## Stored records

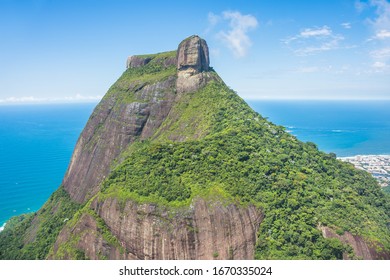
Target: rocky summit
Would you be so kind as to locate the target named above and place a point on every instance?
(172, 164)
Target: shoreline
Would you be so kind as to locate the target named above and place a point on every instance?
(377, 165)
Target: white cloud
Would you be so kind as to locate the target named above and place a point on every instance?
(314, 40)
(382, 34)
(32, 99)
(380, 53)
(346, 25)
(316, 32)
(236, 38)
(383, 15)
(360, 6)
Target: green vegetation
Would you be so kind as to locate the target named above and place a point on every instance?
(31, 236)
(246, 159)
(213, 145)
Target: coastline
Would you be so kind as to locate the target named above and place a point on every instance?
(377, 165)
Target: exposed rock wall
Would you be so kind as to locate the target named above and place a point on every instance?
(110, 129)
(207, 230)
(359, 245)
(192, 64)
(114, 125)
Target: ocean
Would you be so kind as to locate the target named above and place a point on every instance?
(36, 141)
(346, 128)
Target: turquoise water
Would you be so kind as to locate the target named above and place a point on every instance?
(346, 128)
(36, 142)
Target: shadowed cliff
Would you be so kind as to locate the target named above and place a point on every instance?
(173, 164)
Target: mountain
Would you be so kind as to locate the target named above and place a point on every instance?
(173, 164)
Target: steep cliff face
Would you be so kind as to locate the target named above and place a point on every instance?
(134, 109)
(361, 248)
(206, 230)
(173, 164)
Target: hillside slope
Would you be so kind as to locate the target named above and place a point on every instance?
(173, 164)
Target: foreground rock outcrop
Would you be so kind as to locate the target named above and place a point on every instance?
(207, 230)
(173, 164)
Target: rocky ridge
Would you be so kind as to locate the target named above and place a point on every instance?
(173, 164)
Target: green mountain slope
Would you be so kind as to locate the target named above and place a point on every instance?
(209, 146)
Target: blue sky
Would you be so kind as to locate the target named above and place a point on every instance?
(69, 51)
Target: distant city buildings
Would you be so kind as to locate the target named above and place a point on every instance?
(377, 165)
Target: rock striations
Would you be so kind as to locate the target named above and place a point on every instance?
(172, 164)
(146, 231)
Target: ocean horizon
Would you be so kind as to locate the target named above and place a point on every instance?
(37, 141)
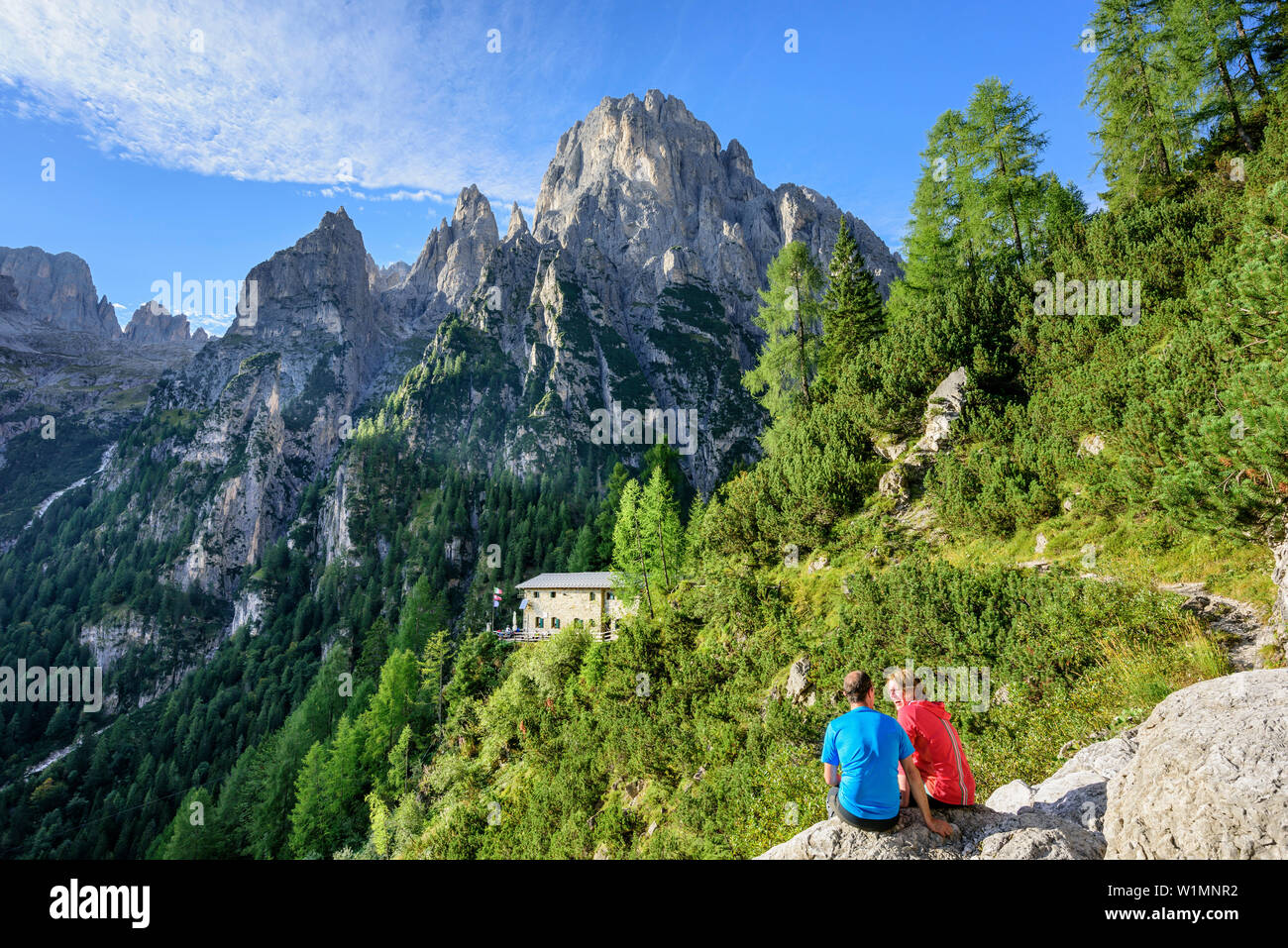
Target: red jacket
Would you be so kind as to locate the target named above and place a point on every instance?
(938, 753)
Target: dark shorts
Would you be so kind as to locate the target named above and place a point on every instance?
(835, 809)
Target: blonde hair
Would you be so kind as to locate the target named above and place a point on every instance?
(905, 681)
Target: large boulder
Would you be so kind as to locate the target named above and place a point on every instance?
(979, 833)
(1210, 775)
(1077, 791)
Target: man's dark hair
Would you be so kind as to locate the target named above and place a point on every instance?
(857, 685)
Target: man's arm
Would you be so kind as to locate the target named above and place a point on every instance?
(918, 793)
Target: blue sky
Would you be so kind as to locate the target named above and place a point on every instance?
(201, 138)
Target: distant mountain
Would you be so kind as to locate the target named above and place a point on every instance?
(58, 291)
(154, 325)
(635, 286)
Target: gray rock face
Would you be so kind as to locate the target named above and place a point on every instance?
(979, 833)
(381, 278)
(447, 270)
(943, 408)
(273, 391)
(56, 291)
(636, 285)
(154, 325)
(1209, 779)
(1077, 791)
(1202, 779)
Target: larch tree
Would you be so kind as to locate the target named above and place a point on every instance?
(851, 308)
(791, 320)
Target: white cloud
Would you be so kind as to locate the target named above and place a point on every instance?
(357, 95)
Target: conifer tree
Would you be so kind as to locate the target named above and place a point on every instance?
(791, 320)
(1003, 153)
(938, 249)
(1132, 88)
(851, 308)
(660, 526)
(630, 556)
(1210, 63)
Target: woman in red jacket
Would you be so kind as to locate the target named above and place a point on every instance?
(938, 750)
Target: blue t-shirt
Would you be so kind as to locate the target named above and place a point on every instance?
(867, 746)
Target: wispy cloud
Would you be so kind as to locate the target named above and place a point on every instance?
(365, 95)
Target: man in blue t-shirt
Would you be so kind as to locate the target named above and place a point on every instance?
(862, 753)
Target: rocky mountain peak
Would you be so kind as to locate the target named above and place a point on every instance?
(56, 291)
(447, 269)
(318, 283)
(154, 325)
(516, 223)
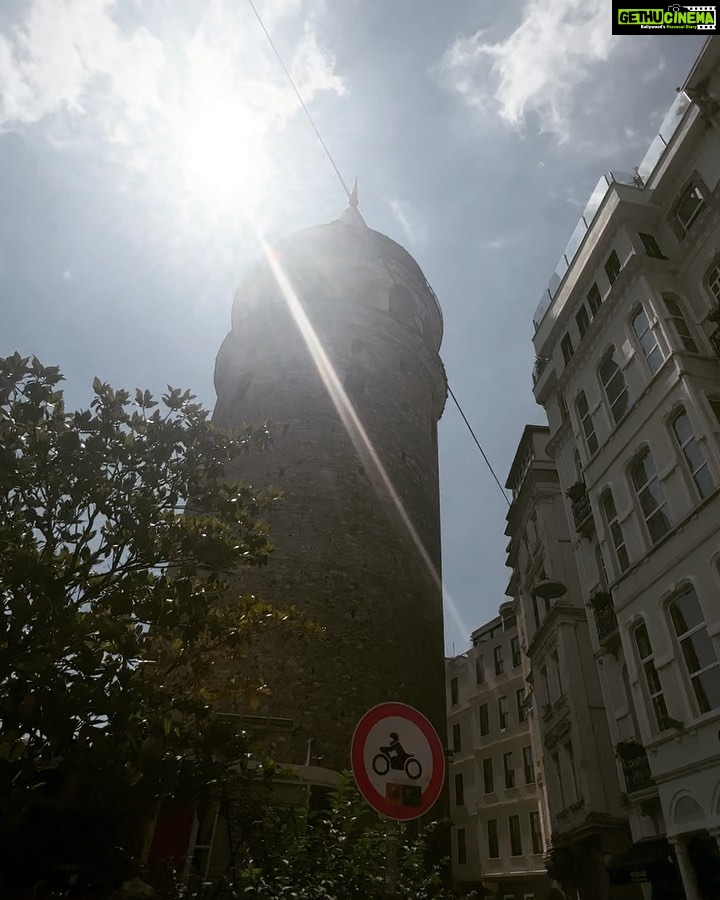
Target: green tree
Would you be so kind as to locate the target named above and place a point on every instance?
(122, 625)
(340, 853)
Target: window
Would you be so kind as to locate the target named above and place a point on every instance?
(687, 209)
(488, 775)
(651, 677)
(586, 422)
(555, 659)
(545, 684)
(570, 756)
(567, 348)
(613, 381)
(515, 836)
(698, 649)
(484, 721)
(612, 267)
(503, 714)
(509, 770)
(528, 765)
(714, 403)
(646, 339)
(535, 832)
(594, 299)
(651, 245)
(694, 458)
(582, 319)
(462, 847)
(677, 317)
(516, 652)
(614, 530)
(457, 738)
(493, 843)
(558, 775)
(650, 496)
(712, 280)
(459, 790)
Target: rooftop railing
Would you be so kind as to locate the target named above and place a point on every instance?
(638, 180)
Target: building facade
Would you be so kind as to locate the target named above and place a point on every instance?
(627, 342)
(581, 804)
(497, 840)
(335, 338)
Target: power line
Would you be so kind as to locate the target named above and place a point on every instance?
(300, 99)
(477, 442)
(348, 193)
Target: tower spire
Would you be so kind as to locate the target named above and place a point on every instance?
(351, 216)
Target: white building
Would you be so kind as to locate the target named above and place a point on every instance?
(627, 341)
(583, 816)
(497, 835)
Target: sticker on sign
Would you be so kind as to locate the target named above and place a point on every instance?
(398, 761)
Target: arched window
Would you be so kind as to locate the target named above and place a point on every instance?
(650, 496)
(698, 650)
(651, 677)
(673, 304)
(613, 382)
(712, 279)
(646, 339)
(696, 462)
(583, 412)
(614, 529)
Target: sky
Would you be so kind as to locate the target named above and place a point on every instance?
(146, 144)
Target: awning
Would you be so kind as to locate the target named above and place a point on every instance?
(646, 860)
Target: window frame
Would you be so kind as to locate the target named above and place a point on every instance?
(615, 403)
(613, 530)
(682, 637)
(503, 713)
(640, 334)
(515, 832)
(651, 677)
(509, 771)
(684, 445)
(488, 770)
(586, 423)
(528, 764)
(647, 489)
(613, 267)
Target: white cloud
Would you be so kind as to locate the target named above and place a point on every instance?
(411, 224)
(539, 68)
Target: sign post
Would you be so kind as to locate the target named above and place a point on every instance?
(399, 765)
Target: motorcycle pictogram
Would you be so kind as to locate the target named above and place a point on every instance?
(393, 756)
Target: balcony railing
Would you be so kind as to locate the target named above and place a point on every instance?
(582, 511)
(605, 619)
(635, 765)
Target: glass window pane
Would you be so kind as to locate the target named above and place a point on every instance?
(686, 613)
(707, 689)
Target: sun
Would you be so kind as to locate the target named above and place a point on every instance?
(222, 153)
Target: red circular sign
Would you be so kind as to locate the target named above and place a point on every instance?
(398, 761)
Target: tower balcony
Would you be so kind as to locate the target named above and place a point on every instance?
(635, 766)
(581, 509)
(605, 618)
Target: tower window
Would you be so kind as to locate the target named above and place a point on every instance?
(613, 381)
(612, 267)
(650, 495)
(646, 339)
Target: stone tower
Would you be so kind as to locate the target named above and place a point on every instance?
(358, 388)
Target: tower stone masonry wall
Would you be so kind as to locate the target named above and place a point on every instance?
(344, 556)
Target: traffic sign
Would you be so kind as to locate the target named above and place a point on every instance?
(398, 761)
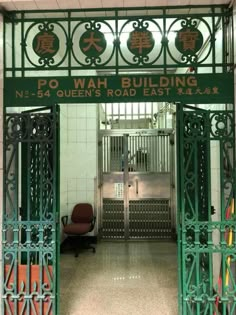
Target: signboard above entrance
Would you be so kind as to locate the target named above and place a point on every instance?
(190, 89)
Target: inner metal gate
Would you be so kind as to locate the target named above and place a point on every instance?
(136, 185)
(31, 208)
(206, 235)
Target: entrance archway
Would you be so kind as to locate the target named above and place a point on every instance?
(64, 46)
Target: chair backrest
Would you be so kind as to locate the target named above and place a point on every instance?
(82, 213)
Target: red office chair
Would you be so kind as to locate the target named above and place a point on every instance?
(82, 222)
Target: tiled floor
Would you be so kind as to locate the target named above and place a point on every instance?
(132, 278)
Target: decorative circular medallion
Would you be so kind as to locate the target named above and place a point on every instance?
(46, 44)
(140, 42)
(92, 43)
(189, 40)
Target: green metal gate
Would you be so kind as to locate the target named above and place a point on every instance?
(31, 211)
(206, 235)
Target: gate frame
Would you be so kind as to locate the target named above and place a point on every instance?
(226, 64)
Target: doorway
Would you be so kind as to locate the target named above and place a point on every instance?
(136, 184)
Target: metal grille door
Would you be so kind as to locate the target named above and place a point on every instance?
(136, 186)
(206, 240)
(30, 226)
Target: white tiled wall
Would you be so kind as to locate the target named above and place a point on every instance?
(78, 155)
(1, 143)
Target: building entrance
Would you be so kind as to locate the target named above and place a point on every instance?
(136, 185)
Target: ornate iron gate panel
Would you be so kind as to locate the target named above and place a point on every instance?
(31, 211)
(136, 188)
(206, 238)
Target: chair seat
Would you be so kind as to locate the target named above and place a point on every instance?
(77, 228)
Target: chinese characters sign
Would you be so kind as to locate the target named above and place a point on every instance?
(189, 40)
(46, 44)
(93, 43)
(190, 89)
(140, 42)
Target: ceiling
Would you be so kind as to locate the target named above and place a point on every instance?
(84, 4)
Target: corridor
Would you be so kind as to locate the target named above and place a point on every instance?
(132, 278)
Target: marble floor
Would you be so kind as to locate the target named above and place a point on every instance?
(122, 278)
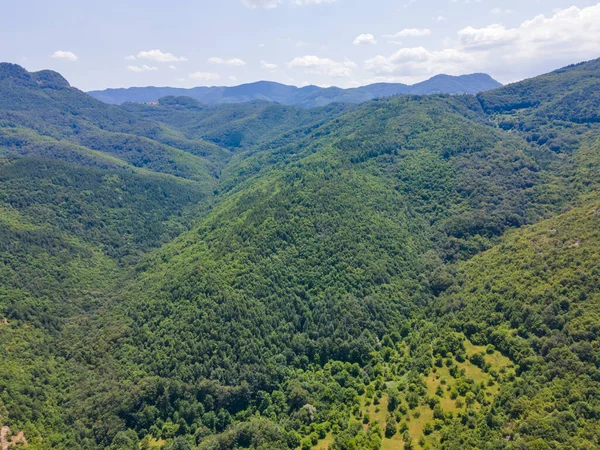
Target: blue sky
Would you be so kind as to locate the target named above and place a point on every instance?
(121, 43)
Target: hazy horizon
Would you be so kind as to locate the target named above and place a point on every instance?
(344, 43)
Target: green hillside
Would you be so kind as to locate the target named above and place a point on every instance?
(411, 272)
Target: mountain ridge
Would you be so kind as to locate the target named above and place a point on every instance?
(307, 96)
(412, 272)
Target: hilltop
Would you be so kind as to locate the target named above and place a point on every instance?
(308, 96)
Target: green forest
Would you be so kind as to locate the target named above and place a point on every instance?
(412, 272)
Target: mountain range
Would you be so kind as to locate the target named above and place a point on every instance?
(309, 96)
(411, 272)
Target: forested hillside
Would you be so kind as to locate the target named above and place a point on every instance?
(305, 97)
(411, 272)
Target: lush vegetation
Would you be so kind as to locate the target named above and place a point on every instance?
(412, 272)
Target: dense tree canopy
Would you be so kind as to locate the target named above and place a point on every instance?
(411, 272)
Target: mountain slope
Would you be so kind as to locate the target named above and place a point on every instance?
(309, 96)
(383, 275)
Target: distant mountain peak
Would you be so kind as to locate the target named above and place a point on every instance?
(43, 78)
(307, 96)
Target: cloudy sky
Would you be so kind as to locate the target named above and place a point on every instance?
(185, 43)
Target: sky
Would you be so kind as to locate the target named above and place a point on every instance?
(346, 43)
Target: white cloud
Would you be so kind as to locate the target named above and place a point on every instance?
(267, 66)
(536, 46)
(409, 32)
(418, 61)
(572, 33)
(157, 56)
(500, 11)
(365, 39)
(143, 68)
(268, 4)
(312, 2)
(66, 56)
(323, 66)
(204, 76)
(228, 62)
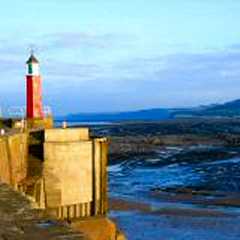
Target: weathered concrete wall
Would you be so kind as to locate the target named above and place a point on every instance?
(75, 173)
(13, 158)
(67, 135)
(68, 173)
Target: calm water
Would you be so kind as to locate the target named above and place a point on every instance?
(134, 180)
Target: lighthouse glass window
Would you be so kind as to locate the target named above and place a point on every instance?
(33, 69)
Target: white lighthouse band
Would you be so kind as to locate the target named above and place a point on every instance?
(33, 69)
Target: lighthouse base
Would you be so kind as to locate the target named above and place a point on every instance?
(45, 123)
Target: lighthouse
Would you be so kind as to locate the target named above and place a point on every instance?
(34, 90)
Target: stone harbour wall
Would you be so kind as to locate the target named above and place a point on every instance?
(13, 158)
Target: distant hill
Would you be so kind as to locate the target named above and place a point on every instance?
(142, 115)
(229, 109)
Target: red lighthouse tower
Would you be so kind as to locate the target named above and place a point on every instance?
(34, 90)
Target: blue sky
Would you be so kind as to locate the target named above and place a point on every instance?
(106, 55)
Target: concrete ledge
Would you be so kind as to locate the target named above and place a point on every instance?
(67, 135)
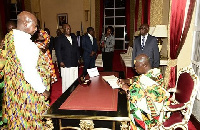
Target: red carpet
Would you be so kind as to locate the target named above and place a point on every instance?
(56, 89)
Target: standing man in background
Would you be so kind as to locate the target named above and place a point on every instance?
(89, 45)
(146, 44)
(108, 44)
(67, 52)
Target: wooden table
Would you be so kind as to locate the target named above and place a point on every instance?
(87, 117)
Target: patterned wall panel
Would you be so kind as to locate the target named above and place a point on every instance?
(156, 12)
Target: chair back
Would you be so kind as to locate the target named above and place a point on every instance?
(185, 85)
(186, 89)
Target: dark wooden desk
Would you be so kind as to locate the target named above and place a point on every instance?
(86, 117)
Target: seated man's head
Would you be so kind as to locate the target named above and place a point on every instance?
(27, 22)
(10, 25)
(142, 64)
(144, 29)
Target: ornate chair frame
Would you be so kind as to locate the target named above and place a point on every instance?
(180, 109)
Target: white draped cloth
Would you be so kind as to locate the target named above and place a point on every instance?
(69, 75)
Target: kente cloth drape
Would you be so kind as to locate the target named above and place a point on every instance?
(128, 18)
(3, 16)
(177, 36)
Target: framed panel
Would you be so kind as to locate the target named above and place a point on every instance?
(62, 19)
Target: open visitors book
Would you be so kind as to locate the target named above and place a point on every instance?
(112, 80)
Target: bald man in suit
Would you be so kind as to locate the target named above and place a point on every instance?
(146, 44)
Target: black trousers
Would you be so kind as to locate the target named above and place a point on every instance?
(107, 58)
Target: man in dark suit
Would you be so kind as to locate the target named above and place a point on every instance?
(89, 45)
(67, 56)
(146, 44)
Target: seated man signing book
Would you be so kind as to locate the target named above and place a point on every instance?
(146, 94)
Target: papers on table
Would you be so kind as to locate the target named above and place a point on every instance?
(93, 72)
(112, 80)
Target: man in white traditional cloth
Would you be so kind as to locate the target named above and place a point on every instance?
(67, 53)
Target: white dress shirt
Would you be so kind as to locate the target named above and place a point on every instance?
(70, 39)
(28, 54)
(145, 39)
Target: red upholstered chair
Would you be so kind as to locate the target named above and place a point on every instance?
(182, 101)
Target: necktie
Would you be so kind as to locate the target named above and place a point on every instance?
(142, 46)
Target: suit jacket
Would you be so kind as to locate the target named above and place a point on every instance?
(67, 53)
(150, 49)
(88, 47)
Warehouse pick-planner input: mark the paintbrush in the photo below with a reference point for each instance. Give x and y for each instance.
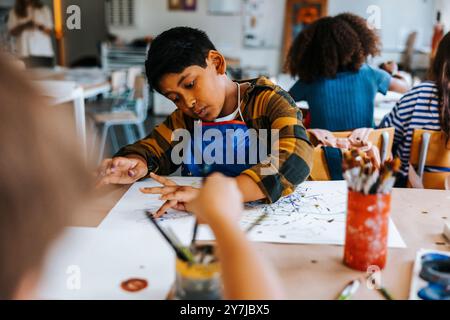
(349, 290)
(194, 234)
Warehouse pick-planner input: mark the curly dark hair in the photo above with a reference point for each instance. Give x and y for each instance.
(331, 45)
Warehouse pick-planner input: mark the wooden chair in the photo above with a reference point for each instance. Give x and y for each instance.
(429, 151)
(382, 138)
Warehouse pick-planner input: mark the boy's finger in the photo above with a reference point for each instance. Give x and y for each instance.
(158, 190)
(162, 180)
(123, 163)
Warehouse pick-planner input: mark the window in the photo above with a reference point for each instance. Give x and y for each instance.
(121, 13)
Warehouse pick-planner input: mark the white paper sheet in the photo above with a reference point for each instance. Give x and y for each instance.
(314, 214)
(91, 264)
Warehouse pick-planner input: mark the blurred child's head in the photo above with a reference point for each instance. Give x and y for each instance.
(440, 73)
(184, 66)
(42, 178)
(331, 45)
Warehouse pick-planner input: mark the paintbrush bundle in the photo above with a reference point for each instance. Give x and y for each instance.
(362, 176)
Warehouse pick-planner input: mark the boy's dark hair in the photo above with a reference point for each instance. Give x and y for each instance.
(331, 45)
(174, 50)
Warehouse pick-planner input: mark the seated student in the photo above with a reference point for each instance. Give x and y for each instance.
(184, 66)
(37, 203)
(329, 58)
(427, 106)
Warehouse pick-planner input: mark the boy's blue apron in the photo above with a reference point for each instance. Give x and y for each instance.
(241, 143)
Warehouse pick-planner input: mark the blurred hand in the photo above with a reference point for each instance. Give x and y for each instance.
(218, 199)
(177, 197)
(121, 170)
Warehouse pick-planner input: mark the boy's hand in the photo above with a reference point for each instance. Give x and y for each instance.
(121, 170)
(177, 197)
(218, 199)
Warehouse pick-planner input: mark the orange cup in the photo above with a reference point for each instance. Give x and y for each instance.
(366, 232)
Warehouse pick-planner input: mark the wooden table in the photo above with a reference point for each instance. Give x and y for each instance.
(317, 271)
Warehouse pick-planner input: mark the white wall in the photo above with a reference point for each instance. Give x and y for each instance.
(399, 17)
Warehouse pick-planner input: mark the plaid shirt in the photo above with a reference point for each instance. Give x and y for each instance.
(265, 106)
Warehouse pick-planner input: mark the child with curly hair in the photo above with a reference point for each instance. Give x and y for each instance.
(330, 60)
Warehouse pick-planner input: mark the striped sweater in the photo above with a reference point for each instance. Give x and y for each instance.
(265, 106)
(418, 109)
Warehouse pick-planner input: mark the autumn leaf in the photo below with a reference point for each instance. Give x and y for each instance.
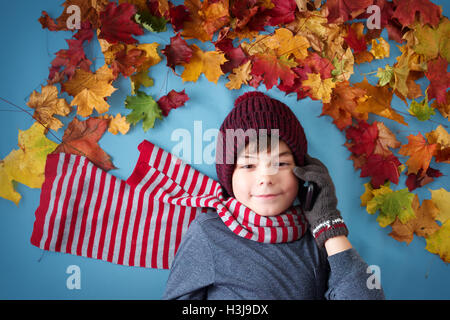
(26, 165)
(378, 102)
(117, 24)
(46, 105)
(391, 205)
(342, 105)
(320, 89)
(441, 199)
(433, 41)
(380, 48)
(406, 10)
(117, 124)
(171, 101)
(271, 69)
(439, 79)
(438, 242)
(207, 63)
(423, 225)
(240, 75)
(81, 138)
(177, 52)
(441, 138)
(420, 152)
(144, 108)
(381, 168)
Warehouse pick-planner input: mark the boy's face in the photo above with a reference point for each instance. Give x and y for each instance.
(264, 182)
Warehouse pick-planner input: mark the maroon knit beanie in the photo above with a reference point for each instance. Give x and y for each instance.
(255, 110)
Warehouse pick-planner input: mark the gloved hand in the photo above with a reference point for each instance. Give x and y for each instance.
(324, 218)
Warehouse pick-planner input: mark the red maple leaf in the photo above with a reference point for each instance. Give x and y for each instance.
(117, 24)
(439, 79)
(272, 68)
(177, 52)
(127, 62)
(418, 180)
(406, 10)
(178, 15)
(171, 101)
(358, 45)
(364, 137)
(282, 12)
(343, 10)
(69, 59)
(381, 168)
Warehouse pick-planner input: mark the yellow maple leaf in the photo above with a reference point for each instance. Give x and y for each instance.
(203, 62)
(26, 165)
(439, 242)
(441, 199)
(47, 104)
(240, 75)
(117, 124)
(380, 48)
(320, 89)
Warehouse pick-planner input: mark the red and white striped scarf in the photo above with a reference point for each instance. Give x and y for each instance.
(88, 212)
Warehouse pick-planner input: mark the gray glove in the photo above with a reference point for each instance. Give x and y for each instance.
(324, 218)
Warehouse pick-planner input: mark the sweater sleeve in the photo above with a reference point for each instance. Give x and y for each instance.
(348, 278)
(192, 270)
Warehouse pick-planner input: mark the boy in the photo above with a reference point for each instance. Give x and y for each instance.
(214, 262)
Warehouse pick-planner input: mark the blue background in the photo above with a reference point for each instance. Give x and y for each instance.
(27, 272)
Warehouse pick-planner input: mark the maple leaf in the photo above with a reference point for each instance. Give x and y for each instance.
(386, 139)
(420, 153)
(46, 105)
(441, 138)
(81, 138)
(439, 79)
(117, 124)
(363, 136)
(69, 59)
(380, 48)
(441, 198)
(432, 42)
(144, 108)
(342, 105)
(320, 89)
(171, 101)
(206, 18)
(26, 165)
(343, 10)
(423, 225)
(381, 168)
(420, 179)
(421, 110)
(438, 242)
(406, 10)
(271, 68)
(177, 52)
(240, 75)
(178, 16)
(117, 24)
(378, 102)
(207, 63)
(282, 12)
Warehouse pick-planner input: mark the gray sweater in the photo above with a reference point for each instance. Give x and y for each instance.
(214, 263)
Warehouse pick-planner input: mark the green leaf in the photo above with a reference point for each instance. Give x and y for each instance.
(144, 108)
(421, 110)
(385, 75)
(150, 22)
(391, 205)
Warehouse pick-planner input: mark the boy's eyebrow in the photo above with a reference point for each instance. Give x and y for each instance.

## Exercise instructions
In the listing above, find the line containing "Warehouse pick-planner input: mark the blue", then reproduce it and each line after it through the end, exactly and with nothing added.

## Result
Warehouse pick-planner input: mark the blue background in the photo above with a reference point for each instance. Give x and y for each instance.
(27, 272)
Warehouse pick-planner input: mark the maple leaf in the photo above with a reference point for each instance. Give x and y for each instance.
(386, 139)
(420, 153)
(46, 105)
(441, 138)
(81, 138)
(439, 79)
(117, 124)
(363, 136)
(69, 59)
(380, 48)
(441, 198)
(432, 42)
(144, 108)
(342, 105)
(320, 89)
(171, 101)
(206, 18)
(26, 165)
(343, 10)
(423, 225)
(381, 168)
(420, 179)
(421, 110)
(438, 242)
(406, 10)
(271, 68)
(177, 52)
(240, 75)
(178, 16)
(117, 24)
(378, 102)
(207, 63)
(282, 12)
Warehouse pick-planner input: mark the gray sweater in the photo above with a reference point for each instance. Give x and y for each instance.
(214, 263)
Warehouse pick-planner input: mark the green leaf in the photo above with a reference point for each instance. Give x and y for each instance.
(144, 108)
(421, 110)
(385, 75)
(150, 22)
(391, 205)
Warehouse pick-planner input: mark the boy's eyebrow in the photo above with a reference point for each instance. Give x and y for each instance.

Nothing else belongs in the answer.